▶ **EXERCISE REQUIREMENTS**
Pick out and copy every line of the data below that contains the word "wheel". Matching is case-sensitive.

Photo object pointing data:
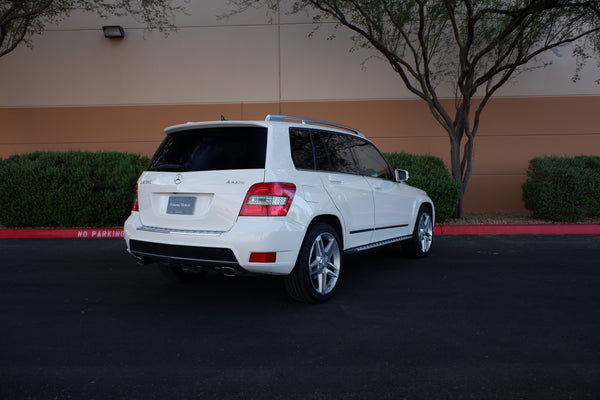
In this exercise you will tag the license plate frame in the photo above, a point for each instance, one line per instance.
(181, 205)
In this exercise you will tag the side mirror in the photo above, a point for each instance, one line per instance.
(401, 175)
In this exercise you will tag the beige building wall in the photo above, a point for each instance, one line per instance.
(79, 90)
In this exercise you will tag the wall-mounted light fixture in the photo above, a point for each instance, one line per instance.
(113, 31)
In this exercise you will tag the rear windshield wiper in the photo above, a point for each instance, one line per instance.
(170, 168)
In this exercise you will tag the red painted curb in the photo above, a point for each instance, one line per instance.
(63, 233)
(547, 229)
(109, 233)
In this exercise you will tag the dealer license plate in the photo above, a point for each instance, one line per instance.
(181, 205)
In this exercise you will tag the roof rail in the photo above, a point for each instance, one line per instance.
(280, 118)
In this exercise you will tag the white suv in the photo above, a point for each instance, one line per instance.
(272, 197)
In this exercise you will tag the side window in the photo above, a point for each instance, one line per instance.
(340, 156)
(370, 160)
(321, 156)
(302, 149)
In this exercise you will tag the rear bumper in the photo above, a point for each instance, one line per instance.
(220, 249)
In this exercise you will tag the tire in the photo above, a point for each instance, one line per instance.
(420, 244)
(318, 267)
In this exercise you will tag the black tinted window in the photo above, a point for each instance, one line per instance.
(212, 149)
(340, 156)
(302, 150)
(370, 160)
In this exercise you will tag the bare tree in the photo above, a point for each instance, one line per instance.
(474, 45)
(21, 19)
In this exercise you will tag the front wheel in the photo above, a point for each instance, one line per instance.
(420, 243)
(319, 265)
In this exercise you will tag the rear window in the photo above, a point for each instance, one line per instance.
(212, 149)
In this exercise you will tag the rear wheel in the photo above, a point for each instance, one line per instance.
(319, 265)
(420, 243)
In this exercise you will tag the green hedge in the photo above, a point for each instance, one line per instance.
(430, 174)
(68, 189)
(564, 189)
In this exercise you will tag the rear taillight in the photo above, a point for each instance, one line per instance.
(136, 205)
(270, 199)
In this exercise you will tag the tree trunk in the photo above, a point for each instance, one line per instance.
(456, 171)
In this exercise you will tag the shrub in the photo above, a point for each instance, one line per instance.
(430, 174)
(68, 189)
(564, 189)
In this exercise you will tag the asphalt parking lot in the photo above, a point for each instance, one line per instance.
(502, 317)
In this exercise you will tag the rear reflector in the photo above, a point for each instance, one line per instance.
(270, 199)
(263, 257)
(136, 205)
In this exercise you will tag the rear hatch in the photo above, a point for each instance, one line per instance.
(199, 177)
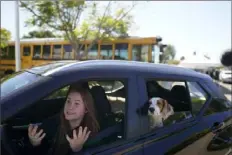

▶ **EXERCISE ANSWER**
In this exercise you will tag the front wheel in the photo above, a point for each instance, one line per instance.
In this exercise you will tag the rear wheel in the photo above, a point for each instance, one line per instance.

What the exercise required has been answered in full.